§ **Page text**
>> begin

In case you didn’t notice already,
graph databases like
Neo4j are
hot nowadays. People
ask questions, write
about them, also in the contexts of
NOSQL and RDF. Recently Twitter
open sourced their graphdb implementation, targeted at shallow, distributed graphs. And then Facebook revealed their new
Graph API using the
Open Graph Protocol.
Today, we’re going to show you how easy it is to use the Facebook Graph API to mash up data from Facebook with data in a locally hosted graph database!
It’s movie time!
Let’s say you want to see a movie with one of your friends. Wouldn’t it be neat with a service that uses the Facebook
social graph
to collect movies your friend liked, and combines this with IMDB data to produce a movie suggestion? Turns out that an app like that is pretty straight forward with a graph database.
The first step is to connect to Facebook to fetch a list of your friends, so that’s where the app will start out:
Next a list of your friends will show up:
Now, just click one of your friends and a movie suggestion will be generated:
Under the Hood
What we need to do is simply to let our mashup talk to both the Facebook Graph API and the IMDB API. Uh-oh – IMDB doesn’t have a public API that you can throw requests at. Well, that’s simple enough: we’ll just import the data into a local Neo4j
graph database and then access it through the Facebook Graph API!

>> end

§ **What to produce**
Quote word for word the part of the article on graph databases that opens with the words containing "Today, we’re going" and closes with "hosted graph database!". These items come from a different source than the article on graph databases.

§ **Provided records**
>> begin

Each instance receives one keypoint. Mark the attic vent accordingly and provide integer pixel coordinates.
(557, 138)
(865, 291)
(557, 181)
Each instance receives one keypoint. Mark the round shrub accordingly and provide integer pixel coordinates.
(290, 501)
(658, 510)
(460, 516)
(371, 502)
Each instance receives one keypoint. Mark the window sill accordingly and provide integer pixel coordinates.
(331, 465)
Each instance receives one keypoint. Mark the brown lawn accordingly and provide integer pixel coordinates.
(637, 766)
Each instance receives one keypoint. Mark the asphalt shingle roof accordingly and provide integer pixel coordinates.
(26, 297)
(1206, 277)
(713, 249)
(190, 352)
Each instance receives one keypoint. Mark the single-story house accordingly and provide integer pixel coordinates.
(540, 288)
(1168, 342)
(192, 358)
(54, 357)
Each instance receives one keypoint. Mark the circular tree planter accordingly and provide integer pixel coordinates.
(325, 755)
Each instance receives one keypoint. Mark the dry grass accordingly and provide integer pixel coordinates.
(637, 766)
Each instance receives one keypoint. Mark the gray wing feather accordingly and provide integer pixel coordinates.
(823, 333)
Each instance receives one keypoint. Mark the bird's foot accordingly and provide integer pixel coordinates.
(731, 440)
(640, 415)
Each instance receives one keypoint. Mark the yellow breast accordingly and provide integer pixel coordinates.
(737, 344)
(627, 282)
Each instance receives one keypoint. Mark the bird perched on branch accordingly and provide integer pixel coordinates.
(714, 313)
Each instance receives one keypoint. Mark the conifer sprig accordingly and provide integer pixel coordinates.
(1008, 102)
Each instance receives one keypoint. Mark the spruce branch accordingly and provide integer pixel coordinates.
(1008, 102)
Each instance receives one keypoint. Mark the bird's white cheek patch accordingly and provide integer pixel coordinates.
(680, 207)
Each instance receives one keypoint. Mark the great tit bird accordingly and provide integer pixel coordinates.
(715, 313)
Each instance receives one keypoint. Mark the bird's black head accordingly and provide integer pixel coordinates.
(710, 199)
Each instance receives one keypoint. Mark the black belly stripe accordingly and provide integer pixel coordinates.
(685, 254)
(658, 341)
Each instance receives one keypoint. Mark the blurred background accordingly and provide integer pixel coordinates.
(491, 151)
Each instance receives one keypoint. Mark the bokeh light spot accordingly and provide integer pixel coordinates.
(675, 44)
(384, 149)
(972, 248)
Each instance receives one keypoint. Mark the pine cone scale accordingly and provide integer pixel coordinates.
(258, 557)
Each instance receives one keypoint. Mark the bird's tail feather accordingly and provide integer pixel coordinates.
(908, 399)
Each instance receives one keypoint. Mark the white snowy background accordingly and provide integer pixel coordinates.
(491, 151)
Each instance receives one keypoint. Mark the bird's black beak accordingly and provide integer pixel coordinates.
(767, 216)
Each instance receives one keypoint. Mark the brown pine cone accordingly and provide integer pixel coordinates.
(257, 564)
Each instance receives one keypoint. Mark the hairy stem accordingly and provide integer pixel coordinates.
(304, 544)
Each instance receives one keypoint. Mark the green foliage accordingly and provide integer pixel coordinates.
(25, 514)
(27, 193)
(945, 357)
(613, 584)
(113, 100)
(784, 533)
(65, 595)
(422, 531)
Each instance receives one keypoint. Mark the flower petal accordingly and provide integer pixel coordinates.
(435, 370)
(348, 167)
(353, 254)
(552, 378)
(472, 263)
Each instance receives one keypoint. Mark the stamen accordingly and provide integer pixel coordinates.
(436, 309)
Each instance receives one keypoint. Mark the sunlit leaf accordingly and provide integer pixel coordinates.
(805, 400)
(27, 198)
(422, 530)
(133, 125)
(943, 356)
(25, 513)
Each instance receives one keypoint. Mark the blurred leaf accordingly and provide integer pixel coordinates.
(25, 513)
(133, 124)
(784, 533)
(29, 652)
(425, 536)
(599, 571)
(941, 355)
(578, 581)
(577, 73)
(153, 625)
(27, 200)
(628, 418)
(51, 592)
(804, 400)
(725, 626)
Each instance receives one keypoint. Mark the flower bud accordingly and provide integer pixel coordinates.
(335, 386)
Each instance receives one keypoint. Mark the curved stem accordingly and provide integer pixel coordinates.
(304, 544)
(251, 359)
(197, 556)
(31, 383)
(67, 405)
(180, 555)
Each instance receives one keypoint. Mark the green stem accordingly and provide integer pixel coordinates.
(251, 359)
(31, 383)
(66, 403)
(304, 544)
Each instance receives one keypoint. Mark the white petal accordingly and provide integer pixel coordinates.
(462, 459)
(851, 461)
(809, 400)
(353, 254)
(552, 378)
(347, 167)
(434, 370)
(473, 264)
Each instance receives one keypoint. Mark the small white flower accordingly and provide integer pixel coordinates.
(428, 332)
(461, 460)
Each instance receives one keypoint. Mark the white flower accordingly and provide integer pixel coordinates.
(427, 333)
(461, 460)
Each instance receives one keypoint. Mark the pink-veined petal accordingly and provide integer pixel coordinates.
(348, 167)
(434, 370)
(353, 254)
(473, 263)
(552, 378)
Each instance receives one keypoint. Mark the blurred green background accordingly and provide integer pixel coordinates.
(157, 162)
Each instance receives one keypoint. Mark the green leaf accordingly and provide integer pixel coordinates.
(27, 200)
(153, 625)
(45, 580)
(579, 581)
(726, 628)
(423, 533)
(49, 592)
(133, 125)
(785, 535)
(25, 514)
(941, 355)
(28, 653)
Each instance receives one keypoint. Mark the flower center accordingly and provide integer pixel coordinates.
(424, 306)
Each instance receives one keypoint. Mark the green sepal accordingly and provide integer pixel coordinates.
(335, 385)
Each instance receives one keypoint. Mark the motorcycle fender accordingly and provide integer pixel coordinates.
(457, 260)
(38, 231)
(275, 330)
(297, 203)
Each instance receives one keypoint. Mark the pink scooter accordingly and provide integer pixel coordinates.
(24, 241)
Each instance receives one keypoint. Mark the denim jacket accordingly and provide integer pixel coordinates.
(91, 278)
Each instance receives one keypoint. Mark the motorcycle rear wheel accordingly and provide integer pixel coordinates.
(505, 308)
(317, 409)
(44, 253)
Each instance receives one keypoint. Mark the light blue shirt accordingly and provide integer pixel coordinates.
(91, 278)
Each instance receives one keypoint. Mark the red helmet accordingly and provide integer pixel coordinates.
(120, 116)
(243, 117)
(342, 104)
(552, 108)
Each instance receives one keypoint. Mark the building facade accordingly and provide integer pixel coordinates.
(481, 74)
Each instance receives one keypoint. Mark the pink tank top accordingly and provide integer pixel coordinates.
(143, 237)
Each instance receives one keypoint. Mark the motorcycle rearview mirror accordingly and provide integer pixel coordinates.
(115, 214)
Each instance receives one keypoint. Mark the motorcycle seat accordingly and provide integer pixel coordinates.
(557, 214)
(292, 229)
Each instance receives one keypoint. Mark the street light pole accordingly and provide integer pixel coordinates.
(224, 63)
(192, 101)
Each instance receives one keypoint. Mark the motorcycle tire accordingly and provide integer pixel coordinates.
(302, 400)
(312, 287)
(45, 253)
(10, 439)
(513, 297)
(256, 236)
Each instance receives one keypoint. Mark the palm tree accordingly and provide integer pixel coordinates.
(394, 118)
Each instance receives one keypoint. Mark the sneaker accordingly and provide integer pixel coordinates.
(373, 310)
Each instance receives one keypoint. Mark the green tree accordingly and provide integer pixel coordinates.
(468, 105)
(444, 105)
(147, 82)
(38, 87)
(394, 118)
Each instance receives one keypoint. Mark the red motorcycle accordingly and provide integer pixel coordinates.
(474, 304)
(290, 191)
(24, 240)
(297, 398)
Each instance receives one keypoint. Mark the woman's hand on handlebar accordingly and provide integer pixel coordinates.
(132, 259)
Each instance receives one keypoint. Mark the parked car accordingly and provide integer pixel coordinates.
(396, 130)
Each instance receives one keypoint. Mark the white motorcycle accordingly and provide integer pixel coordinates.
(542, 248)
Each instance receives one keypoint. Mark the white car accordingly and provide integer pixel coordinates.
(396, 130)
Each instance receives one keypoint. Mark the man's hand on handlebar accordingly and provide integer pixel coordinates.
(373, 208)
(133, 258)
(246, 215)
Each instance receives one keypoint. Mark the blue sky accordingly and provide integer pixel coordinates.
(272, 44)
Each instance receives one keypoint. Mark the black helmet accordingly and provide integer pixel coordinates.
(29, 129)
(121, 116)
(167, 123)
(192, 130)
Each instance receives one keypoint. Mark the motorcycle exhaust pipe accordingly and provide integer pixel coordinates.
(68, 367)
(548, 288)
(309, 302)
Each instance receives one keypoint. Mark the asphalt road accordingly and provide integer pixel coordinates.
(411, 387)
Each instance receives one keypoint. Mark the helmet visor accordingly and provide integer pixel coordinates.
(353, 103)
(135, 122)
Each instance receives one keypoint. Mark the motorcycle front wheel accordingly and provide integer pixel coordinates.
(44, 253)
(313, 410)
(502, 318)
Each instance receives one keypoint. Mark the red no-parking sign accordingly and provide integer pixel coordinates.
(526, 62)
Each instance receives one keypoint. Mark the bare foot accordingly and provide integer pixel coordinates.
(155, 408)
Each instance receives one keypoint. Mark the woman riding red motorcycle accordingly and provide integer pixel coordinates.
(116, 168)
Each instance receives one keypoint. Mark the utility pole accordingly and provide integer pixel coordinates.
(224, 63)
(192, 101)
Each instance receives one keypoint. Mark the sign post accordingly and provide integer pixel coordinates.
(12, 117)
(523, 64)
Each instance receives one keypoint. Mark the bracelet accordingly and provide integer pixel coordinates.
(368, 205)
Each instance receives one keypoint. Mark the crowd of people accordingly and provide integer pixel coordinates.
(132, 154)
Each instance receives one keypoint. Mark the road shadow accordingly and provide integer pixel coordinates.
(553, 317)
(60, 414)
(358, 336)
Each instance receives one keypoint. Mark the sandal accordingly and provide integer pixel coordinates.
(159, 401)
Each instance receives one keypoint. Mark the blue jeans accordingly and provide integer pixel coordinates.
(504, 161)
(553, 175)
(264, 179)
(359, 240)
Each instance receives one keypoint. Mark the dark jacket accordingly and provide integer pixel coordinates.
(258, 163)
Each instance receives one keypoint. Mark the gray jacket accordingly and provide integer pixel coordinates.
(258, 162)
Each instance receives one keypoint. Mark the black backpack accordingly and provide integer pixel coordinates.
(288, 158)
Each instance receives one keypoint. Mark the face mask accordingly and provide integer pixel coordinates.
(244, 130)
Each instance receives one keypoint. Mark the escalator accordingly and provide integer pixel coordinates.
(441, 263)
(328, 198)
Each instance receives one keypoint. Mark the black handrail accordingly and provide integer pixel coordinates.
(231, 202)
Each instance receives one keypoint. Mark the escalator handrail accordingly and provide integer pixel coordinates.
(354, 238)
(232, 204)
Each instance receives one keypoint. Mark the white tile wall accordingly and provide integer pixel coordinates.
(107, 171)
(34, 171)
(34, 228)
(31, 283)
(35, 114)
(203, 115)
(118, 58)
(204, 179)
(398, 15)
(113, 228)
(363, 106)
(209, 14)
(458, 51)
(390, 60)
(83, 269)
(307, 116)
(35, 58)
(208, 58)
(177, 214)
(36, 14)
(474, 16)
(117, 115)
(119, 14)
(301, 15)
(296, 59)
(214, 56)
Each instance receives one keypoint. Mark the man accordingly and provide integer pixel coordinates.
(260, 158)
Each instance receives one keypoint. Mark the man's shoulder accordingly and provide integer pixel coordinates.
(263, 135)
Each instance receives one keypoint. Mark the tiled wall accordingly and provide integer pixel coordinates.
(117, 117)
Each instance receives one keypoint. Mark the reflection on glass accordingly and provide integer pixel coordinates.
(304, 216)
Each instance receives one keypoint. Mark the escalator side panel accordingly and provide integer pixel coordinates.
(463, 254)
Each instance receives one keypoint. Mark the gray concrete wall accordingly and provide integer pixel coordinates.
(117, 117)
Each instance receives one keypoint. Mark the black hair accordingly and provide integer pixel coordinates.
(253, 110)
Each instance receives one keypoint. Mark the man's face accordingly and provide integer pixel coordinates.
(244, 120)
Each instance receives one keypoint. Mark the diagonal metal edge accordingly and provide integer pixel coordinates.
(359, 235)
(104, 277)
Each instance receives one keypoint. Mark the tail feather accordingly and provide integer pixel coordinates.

>> end

§ **Solution to the exercise**
Today, we’re going to show you how easy it is to use the Facebook Graph API to mash up data from Facebook with data in a locally hosted graph database!